Una particolare attenzione deve essere rivolta al concetto di dotazione territoriale, di servizi di prossimità, di priorità funzionali. Vito Teti pone la questione della formazione, dell’accessibilità e della salute. Se vogliamo recuperare le aree interne: paesi abbandonati, periferie degradate, margini urbani, relitti culturali, centri storici diruti, campagne in fase di desertificazione, ecc. non possiamo che prevedere la presenza di scuole, ospedali e mobilità pubblica. Per fare questo bisogna uscire dalla logica asettica dell’equilibrio dei numeri, dei parametri e degli standard. Quella necessità di spalmare su tutto il territorio dati statistici e modelli previsionali di sviluppo. Bisogna rinunciare a qualcosa, pagare un costo per non lasciare nessuno indietro (era uno degli slogan della fase pandemica).

####################

## Consegne dell'esercizio
[1] Riporta senza modifiche il brano sulle aree interne, cominciando da "Una particolare attenzione" e terminando con "della fase pandemica).".
[2] Riprendi il brano sulle aree interne e proseguilo dopo la sua ultima frase.
Le voci non hanno alcun legame con il brano.

####################

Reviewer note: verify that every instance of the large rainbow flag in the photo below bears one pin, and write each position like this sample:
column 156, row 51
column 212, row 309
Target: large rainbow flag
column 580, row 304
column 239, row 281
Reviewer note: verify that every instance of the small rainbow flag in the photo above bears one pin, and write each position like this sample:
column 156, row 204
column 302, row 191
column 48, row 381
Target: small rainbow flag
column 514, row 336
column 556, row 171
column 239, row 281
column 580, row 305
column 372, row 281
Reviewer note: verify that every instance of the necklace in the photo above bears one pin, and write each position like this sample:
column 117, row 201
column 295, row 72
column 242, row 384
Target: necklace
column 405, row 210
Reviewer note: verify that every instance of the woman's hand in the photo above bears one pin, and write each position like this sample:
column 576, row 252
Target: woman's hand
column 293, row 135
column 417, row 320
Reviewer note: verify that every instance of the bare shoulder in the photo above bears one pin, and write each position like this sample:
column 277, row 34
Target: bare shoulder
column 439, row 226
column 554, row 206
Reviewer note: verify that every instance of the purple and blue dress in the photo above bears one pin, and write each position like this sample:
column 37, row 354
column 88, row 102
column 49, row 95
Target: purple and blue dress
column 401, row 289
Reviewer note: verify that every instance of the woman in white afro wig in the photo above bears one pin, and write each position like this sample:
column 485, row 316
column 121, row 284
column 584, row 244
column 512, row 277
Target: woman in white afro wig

####################

## Soluzioni in sequenza
[1]
Una particolare attenzione deve essere rivolta al concetto di dotazione territoriale, di servizi di prossimità, di priorità funzionali. Vito Teti pone la questione della formazione, dell’accessibilità e della salute. Se vogliamo recuperare le aree interne: paesi abbandonati, periferie degradate, margini urbani, relitti culturali, centri storici diruti, campagne in fase di desertificazione, ecc. non possiamo che prevedere la presenza di scuole, ospedali e mobilità pubblica. Per fare questo bisogna uscire dalla logica asettica dell’equilibrio dei numeri, dei parametri e degli standard. Quella necessità di spalmare su tutto il territorio dati statistici e modelli previsionali di sviluppo. Bisogna rinunciare a qualcosa, pagare un costo per non lasciare nessuno indietro (era uno degli slogan della fase pandemica).

[2]
Se i nati in un determinato paese sono sotto gli standard previsti dai modelli economici si elimina il reparto nascite della struttura ospedaliera – qualche volta l’intera struttura sanitaria. In questo modo si spinge la popolazione che “resta” o dovrebbe restare, verso le urbanità più competitive e non serve a nulla regalare con un euro le abitazioni che si spopolano piano piano. La stessa cosa vale per le scuole, almeno fino alle medie. Ogni comunità – anche la più piccola – ha diritto alla formazione scolastica e aggiungerei anche alle sollecitazioni culturali (biblioteche, mostre, incontri, ecc.). La scuola, più in generale i presidi della formazione culturale ed etica (le parrocchie per esempio) sono un pre-requisito per la rigenerazione in ogni possibile parte di territorio afferente alla definizione spaziale e tipologica di area interna.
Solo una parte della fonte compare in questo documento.